— start Data to use —

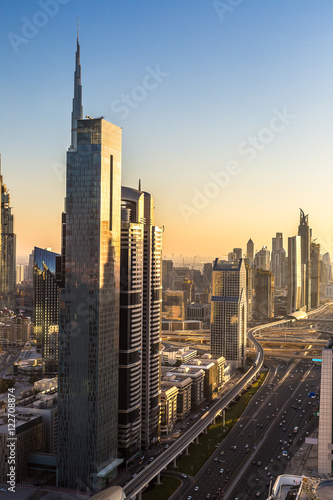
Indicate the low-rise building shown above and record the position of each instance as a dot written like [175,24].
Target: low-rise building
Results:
[182,325]
[172,355]
[44,405]
[168,408]
[30,436]
[199,312]
[184,393]
[213,368]
[46,384]
[197,376]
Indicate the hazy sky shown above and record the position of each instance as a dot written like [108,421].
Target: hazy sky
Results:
[226,110]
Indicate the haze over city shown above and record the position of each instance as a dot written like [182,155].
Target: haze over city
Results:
[203,87]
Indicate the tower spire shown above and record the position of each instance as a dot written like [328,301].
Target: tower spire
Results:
[77,111]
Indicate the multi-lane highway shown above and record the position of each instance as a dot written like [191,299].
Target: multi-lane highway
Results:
[144,477]
[259,437]
[264,425]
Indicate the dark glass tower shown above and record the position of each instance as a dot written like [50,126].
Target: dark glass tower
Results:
[304,232]
[89,307]
[46,307]
[8,251]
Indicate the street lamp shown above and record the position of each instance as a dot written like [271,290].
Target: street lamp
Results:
[255,433]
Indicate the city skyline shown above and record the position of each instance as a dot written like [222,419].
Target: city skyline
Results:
[191,49]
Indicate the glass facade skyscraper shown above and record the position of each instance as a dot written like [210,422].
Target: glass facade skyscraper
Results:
[229,311]
[89,309]
[46,307]
[8,251]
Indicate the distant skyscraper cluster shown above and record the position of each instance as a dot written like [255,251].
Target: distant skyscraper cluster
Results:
[110,309]
[7,251]
[229,311]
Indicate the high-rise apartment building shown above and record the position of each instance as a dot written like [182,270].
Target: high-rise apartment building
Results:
[294,274]
[46,307]
[250,250]
[89,305]
[249,289]
[238,253]
[304,232]
[130,330]
[325,434]
[8,251]
[278,261]
[167,269]
[207,275]
[263,309]
[151,329]
[229,311]
[315,274]
[140,324]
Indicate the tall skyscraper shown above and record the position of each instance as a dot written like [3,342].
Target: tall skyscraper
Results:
[167,270]
[151,330]
[77,111]
[262,259]
[315,274]
[89,308]
[130,332]
[278,261]
[46,307]
[250,250]
[325,434]
[294,274]
[263,309]
[249,289]
[304,232]
[140,320]
[229,311]
[238,253]
[8,251]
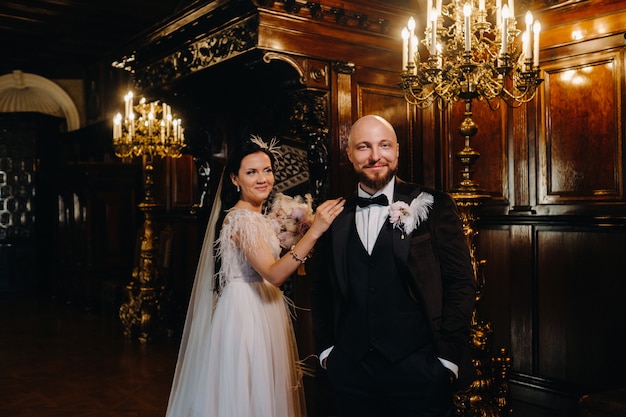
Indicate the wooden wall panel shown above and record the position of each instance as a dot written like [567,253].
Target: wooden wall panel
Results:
[581,152]
[581,328]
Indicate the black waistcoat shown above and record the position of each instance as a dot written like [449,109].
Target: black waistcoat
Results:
[379,312]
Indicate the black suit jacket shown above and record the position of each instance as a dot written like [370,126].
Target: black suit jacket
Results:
[440,275]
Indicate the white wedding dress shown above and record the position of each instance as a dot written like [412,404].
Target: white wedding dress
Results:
[242,361]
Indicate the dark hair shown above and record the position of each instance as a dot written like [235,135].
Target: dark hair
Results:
[229,194]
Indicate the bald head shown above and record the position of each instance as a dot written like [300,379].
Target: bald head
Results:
[369,125]
[373,150]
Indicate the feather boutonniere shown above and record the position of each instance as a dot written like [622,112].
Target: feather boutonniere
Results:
[407,217]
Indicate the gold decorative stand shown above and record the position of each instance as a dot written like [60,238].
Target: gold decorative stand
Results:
[144,292]
[146,130]
[487,395]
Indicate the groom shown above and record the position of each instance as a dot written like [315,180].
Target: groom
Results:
[393,290]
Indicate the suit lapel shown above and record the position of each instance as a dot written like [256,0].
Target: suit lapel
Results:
[341,231]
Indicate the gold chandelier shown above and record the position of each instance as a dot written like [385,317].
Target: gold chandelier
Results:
[472,52]
[147,129]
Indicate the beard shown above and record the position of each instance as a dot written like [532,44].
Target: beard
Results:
[377,182]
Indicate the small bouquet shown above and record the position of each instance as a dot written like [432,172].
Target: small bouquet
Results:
[291,217]
[407,217]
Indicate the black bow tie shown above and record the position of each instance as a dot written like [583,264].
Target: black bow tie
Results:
[381,200]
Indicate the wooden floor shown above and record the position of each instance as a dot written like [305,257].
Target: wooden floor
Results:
[60,361]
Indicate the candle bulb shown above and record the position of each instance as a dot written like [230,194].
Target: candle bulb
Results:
[527,45]
[505,30]
[405,48]
[433,32]
[412,46]
[536,31]
[467,12]
[498,11]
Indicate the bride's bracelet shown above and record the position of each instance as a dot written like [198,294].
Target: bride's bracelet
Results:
[296,257]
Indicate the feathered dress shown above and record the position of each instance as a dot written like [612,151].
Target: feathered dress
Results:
[247,363]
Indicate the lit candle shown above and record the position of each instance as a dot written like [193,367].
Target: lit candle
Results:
[131,125]
[433,31]
[117,126]
[405,48]
[498,11]
[467,12]
[536,31]
[151,119]
[505,29]
[412,45]
[527,45]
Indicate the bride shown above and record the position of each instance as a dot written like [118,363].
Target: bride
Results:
[238,355]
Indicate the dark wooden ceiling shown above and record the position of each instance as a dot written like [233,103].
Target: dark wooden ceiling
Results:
[63,38]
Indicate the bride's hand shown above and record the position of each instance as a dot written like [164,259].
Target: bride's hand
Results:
[325,214]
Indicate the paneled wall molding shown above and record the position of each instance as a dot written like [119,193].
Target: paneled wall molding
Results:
[211,50]
[583,102]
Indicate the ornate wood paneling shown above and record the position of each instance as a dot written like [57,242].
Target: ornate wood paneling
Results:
[581,326]
[581,151]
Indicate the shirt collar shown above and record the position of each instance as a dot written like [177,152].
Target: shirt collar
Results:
[387,190]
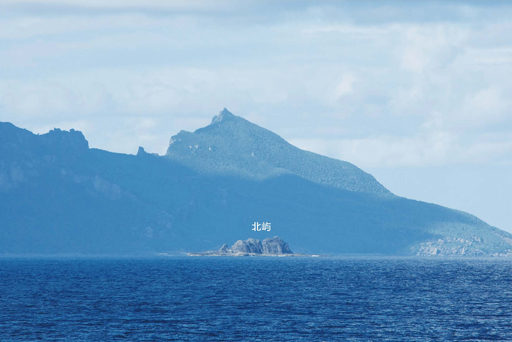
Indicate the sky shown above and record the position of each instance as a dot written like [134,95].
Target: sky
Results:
[419,94]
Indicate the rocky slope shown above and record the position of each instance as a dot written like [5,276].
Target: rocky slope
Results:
[274,246]
[233,145]
[59,196]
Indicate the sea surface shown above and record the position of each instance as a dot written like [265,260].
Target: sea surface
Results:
[255,299]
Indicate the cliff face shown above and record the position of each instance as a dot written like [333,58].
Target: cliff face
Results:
[231,145]
[59,196]
[273,245]
[253,247]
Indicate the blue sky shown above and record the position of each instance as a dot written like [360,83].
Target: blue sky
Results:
[417,93]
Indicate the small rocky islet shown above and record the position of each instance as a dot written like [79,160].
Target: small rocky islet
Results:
[274,246]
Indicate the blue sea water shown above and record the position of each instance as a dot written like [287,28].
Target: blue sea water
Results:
[255,299]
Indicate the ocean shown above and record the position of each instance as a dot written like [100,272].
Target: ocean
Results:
[255,299]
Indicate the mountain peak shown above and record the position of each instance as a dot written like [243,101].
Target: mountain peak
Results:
[222,116]
[232,145]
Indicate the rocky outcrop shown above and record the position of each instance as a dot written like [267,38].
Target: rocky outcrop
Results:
[275,246]
[247,246]
[252,247]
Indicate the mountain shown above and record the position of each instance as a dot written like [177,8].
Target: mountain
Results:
[57,195]
[233,145]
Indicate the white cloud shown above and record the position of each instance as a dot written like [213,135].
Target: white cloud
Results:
[345,86]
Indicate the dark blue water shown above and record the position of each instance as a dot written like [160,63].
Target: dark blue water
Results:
[255,299]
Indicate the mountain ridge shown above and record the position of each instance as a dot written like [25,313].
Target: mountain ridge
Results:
[232,145]
[57,195]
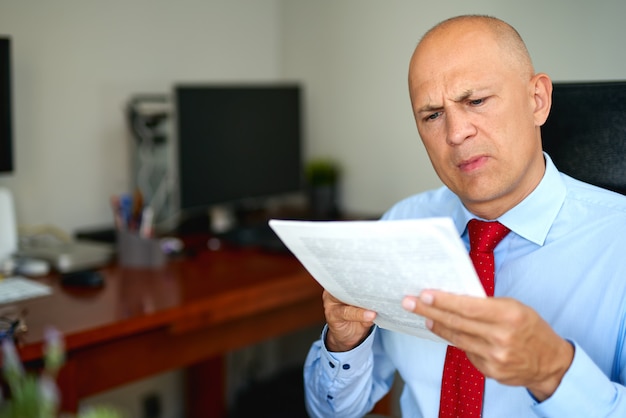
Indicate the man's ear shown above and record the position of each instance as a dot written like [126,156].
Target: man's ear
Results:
[542,86]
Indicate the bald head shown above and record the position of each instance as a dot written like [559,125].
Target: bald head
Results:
[478,108]
[509,42]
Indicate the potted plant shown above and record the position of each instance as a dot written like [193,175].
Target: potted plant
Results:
[322,176]
[37,396]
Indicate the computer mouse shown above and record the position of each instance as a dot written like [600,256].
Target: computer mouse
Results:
[83,278]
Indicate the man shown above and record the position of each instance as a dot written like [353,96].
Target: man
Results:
[551,342]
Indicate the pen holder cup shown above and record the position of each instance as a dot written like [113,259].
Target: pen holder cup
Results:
[136,251]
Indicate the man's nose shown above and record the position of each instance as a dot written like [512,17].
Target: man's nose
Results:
[459,127]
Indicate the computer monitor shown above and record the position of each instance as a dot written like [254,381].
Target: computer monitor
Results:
[585,134]
[237,143]
[6,131]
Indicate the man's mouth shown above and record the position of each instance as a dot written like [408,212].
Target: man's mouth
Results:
[472,164]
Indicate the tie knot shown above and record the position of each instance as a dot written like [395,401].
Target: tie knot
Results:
[485,236]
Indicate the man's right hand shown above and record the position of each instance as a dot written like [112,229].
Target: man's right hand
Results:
[348,325]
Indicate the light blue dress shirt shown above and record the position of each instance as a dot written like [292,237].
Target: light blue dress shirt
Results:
[565,258]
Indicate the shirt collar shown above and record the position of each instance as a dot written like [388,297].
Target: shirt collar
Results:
[533,217]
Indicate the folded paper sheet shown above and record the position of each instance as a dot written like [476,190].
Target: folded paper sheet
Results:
[374,264]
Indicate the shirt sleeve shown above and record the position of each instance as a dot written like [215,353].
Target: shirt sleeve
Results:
[584,392]
[346,384]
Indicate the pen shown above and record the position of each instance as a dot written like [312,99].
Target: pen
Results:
[147,219]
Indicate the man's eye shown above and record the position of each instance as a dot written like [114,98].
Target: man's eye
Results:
[433,116]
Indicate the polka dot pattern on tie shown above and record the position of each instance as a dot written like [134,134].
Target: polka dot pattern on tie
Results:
[462,385]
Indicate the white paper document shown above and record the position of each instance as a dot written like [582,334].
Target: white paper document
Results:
[374,264]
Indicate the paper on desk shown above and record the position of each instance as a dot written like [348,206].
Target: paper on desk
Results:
[374,264]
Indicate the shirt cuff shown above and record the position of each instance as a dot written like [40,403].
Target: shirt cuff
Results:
[584,391]
[340,364]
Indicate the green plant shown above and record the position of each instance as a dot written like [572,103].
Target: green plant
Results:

— end Data to use —

Exercise requirements:
Extract the lines above from the one containing "Indicate the folded" to the last line, both included, exactly as written.

Written answer:
Indicate the folded paper sheet shown above and record the position of each instance as a dot written like [476,190].
Target: folded paper sheet
Results:
[374,264]
Indicate the shirt sleeve shown above and record the position of each instance as a dot written like [215,353].
Target: shirt sleeve
Results:
[584,392]
[346,384]
Indicate the pen shown above and record the position of each instance as a dot written like [312,99].
Target: pen
Results:
[147,219]
Indicate the man's eye shown above and record the position of each instance as a dot written like [114,98].
Target: man's eye
Results:
[433,116]
Indicate the polka dot pattern on tie shown above and record the position of each instance as a dot written like [134,134].
Target: polka dot pattern on tie
Results:
[462,385]
Indicate the white paper document shown above and record the position of each instance as a dot written like [582,334].
Target: white paper document
Results:
[374,264]
Indicate the paper on desk shown above and record the position of each instance as a dot written like [348,206].
Target: paper on desk
Results:
[374,264]
Indicate the shirt cuff shown above and record the position of each instance as a dot written like [40,403].
Target: shirt cuff
Results:
[584,391]
[340,364]
Indicate the green plant shown above and record the position of each instance as a dot written like [572,103].
Target: green plant
Results:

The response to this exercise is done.